**Natural language region descriptions:**
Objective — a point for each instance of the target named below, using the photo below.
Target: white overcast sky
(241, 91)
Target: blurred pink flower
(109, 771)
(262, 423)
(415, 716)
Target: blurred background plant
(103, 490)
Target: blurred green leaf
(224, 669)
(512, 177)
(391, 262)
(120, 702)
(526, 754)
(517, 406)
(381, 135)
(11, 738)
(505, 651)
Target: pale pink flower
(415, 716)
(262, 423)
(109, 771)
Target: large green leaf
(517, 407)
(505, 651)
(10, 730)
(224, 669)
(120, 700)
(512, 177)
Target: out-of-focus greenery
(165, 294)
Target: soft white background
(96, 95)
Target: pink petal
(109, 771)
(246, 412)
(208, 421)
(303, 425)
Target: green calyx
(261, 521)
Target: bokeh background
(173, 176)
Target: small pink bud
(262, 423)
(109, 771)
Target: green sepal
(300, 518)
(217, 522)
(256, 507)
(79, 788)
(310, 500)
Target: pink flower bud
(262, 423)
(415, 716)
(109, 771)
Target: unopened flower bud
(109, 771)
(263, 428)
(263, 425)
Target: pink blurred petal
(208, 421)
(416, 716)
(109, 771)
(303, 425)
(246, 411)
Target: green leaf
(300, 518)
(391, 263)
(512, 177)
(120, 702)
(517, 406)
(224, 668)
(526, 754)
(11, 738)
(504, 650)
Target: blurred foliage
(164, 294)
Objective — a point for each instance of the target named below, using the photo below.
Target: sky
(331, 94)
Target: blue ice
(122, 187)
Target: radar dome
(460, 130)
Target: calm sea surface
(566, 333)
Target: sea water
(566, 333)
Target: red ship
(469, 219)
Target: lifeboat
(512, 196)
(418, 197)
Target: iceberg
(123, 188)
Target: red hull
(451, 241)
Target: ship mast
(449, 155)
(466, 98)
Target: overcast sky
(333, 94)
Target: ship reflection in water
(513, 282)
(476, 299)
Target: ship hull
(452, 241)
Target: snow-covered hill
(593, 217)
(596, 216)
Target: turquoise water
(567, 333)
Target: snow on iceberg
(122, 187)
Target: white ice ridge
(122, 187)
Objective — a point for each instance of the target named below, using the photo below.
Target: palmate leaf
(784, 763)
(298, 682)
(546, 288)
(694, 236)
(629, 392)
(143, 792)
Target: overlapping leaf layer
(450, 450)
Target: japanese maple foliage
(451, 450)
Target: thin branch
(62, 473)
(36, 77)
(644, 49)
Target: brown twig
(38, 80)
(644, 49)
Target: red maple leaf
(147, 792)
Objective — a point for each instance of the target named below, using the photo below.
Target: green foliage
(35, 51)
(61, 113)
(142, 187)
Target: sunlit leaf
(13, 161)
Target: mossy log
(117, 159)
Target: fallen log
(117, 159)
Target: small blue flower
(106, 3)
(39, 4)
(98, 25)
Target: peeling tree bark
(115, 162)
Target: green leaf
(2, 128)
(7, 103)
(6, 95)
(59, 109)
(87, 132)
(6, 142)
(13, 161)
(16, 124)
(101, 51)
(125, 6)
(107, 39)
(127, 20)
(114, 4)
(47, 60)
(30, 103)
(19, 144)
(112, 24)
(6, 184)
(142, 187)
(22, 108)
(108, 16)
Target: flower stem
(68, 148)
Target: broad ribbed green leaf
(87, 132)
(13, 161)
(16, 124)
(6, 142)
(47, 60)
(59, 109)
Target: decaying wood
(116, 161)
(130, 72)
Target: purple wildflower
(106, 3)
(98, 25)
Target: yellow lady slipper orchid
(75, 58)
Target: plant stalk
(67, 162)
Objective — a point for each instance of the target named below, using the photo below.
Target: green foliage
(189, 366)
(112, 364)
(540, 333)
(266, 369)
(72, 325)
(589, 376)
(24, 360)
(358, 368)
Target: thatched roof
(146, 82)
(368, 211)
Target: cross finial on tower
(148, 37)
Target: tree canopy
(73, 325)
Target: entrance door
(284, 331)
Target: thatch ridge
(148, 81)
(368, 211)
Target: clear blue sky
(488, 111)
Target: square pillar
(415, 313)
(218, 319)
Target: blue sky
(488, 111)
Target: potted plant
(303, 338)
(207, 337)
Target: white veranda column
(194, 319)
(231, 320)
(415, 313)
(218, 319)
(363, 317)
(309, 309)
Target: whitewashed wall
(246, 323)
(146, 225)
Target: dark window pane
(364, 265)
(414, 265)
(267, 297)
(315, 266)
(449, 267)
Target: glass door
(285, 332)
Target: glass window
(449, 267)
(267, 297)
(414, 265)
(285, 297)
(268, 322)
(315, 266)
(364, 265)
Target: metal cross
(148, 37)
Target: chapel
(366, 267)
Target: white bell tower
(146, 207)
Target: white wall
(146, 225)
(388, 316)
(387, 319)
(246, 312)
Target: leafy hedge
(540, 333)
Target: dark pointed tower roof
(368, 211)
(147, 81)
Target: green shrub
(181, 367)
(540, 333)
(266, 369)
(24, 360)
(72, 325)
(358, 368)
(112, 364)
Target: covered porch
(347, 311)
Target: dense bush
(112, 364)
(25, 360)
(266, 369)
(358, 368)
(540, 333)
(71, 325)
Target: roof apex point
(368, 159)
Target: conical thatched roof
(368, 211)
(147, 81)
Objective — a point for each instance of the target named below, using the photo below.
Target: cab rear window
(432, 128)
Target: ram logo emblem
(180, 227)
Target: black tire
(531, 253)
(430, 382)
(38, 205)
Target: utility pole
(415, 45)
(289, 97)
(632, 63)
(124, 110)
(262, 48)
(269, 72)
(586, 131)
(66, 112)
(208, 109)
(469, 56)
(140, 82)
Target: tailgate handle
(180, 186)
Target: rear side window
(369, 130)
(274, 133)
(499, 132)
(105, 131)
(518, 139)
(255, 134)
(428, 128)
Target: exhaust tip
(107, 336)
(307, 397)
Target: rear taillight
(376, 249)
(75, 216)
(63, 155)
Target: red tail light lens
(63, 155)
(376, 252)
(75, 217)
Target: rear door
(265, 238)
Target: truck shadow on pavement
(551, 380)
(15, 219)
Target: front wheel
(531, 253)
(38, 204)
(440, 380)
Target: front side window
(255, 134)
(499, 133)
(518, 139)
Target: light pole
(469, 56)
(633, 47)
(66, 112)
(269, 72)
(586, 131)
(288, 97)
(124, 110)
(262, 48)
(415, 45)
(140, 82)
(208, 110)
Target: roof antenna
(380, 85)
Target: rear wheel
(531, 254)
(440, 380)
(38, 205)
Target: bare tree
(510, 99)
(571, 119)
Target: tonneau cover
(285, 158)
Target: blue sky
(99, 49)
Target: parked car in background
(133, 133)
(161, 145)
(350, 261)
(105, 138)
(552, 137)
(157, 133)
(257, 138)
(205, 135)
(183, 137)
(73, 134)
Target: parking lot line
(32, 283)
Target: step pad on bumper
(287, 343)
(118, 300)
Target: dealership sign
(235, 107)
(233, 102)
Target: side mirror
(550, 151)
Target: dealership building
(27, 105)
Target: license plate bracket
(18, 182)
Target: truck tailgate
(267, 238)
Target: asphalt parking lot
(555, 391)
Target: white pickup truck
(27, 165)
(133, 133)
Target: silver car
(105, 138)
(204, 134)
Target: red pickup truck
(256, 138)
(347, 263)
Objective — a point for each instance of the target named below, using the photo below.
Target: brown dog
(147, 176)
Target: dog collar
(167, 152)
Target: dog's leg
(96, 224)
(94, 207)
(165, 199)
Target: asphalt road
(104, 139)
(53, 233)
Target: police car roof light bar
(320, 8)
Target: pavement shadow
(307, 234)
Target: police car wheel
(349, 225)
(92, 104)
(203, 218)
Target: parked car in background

**PROBLEM STATEMENT:** Nothing in the entries may change. Retype them all.

**WRITTEN ANSWER:**
Objective — a point for each instance of the target named below, using the photo below.
Target: white overcast sky
(241, 91)
Target: blurred pink flower
(109, 771)
(262, 423)
(415, 716)
Target: blurred background plant
(103, 490)
Target: blurred green leaf
(224, 669)
(512, 177)
(391, 262)
(120, 702)
(526, 754)
(517, 406)
(381, 135)
(11, 738)
(505, 651)
Target: pale pink flower
(415, 716)
(262, 423)
(109, 771)
Target: large green leaf
(517, 407)
(505, 651)
(10, 730)
(224, 669)
(120, 700)
(512, 177)
Target: out-of-focus greenery
(165, 294)
Target: soft white background
(96, 95)
Target: pink petal
(109, 771)
(246, 412)
(208, 421)
(303, 425)
Target: green calyx
(261, 521)
Target: bokeh background
(173, 176)
Target: small pink bud
(262, 423)
(109, 771)
Target: green sepal
(300, 518)
(217, 522)
(256, 507)
(79, 788)
(310, 500)
Target: pink flower bud
(262, 423)
(415, 716)
(109, 771)
Target: unopened flower bud
(109, 771)
(263, 428)
(263, 425)
Target: pink blurred petal
(208, 421)
(416, 716)
(109, 771)
(303, 425)
(246, 411)
Target: green leaf
(300, 518)
(391, 263)
(512, 177)
(120, 702)
(517, 406)
(224, 668)
(526, 754)
(11, 738)
(504, 650)
Target: blurred foliage
(164, 294)
Objective — a point for each instance of the target named below, using the photo below.
Target: sky
(331, 94)
Target: blue ice
(122, 187)
Target: radar dome
(460, 130)
Target: calm sea surface
(566, 333)
Target: sea water
(566, 333)
Target: red ship
(469, 219)
Target: lifeboat
(512, 196)
(418, 197)
Target: iceberg
(123, 188)
Target: red hull
(451, 241)
Target: ship mast
(449, 155)
(466, 98)
Target: overcast sky
(333, 94)
Target: ship reflection in water
(513, 282)
(476, 299)
Target: ship hull
(452, 241)
Target: snow-covered hill
(593, 217)
(596, 216)
Target: turquoise water
(567, 333)
Target: snow on iceberg
(122, 187)
Target: white ice ridge
(122, 187)
Objective — a point for each instance of the target named below, using the photo below.
Target: palmate leaf
(784, 763)
(298, 682)
(546, 288)
(694, 236)
(629, 392)
(143, 792)
Target: overlapping leaf layer
(450, 450)
Target: japanese maple foliage
(451, 450)
Target: thin branch
(62, 473)
(36, 77)
(644, 49)
Target: brown twig
(38, 80)
(644, 49)
Target: red maple leaf
(147, 792)
Objective — a point for each instance of the target named below, using the photo below.
Target: green foliage
(35, 51)
(61, 113)
(142, 187)
Target: sunlit leaf
(13, 161)
Target: mossy log
(117, 159)
Target: fallen log
(117, 159)
Target: small blue flower
(106, 3)
(39, 4)
(98, 25)
Target: peeling tree bark
(115, 162)
Target: green leaf
(2, 128)
(7, 103)
(6, 95)
(59, 109)
(87, 132)
(6, 142)
(13, 161)
(16, 124)
(101, 51)
(125, 6)
(107, 39)
(127, 20)
(114, 4)
(47, 60)
(30, 103)
(19, 144)
(112, 24)
(6, 184)
(142, 187)
(22, 108)
(108, 16)
Target: flower stem
(68, 148)
Target: broad ribbed green leaf
(87, 132)
(13, 161)
(16, 124)
(6, 142)
(47, 60)
(59, 109)
Target: decaying wood
(116, 161)
(130, 72)
Target: purple wildflower
(106, 3)
(98, 25)
Target: yellow lady slipper orchid
(75, 58)
Target: plant stalk
(67, 162)
Objective — a point for each instance of the target named below, using the photo below.
Target: green foliage
(189, 366)
(112, 364)
(540, 333)
(266, 369)
(72, 325)
(589, 376)
(24, 360)
(358, 368)
Target: thatched roof
(146, 82)
(368, 211)
Target: cross finial on tower
(148, 37)
Target: tree canopy
(73, 325)
Target: entrance door
(284, 331)
Target: thatch ridge
(148, 81)
(368, 211)
Target: clear blue sky
(488, 111)
Target: square pillar
(415, 313)
(218, 319)
Target: blue sky
(488, 111)
Target: potted plant
(303, 338)
(207, 337)
Target: white veranda column
(194, 319)
(231, 320)
(415, 313)
(218, 319)
(363, 317)
(309, 309)
Target: whitewashed wall
(246, 323)
(146, 225)
Target: dark window pane
(364, 265)
(414, 265)
(267, 297)
(315, 266)
(449, 267)
Target: glass door
(285, 332)
Target: glass window
(449, 267)
(267, 297)
(414, 265)
(285, 297)
(268, 322)
(315, 266)
(364, 265)
Target: metal cross
(148, 37)
Target: chapel
(366, 267)
Target: white bell tower
(146, 207)
Target: white wall
(146, 225)
(388, 316)
(387, 319)
(246, 312)
Target: leafy hedge
(540, 333)
Target: dark pointed tower roof
(368, 211)
(147, 81)
Target: green shrub
(181, 367)
(540, 333)
(266, 369)
(24, 360)
(72, 325)
(358, 368)
(112, 364)
Target: covered porch
(347, 311)
Target: dense bush
(112, 364)
(25, 360)
(266, 369)
(358, 368)
(540, 333)
(71, 325)
Target: roof apex point
(368, 159)
Target: conical thatched roof
(368, 211)
(147, 81)
Objective — a point for each instance of the target named below, using the photo below.
Target: cab rear window
(432, 128)
Target: ram logo emblem
(180, 227)
Target: black tire
(531, 253)
(430, 382)
(38, 205)
Target: utility pole
(415, 45)
(289, 97)
(632, 63)
(124, 110)
(262, 48)
(269, 72)
(586, 131)
(66, 112)
(208, 109)
(469, 56)
(140, 82)
Target: tailgate handle
(180, 186)
Target: rear side window
(369, 130)
(274, 133)
(499, 132)
(105, 131)
(518, 139)
(255, 134)
(428, 128)
Target: exhaust tip
(107, 336)
(307, 397)
Target: rear taillight
(376, 249)
(75, 216)
(63, 155)
Target: red tail light lens
(63, 155)
(376, 252)
(75, 217)
Target: rear door
(265, 238)
Target: truck shadow on pavement
(551, 380)
(15, 219)
Target: front wheel
(531, 253)
(38, 204)
(440, 380)
Target: front side window
(255, 134)
(499, 133)
(518, 139)
Target: light pole
(469, 56)
(633, 47)
(66, 112)
(269, 72)
(586, 131)
(288, 97)
(124, 110)
(262, 48)
(415, 45)
(140, 82)
(208, 110)
Target: roof antenna
(380, 85)
Target: rear wheel
(531, 254)
(440, 380)
(38, 205)
Target: bare tree
(510, 99)
(571, 119)
Target: tonneau cover
(285, 158)
Target: blue sky
(99, 49)
Target: parked car in background
(133, 133)
(161, 145)
(350, 261)
(105, 138)
(552, 137)
(157, 133)
(257, 138)
(205, 135)
(183, 137)
(73, 134)
Target: parking lot line
(32, 283)
Target: step pad on bumper
(287, 343)
(118, 300)
Target: dealership sign
(235, 107)
(233, 102)
Target: side mirror
(550, 151)
Target: dealership building
(27, 105)
Target: license plate bracket
(18, 182)
Target: truck tailgate
(267, 238)
Target: asphalt parking lot
(555, 391)
Target: white pickup truck
(27, 165)
(133, 133)
Target: silver car
(105, 138)
(204, 134)
Target: red pickup truck
(256, 138)
(347, 263)
Objective — a point for each instance of the target named below, using the photo below.
Target: brown dog
(147, 176)
Target: dog collar
(167, 152)
Target: dog's leg
(96, 224)
(94, 207)
(165, 199)
Target: asphalt road
(104, 139)
(53, 233)
Target: police car roof light bar
(320, 8)
Target: pavement shadow
(307, 234)
Target: police car wheel
(349, 225)
(92, 104)
(203, 218)
Target: parked car in background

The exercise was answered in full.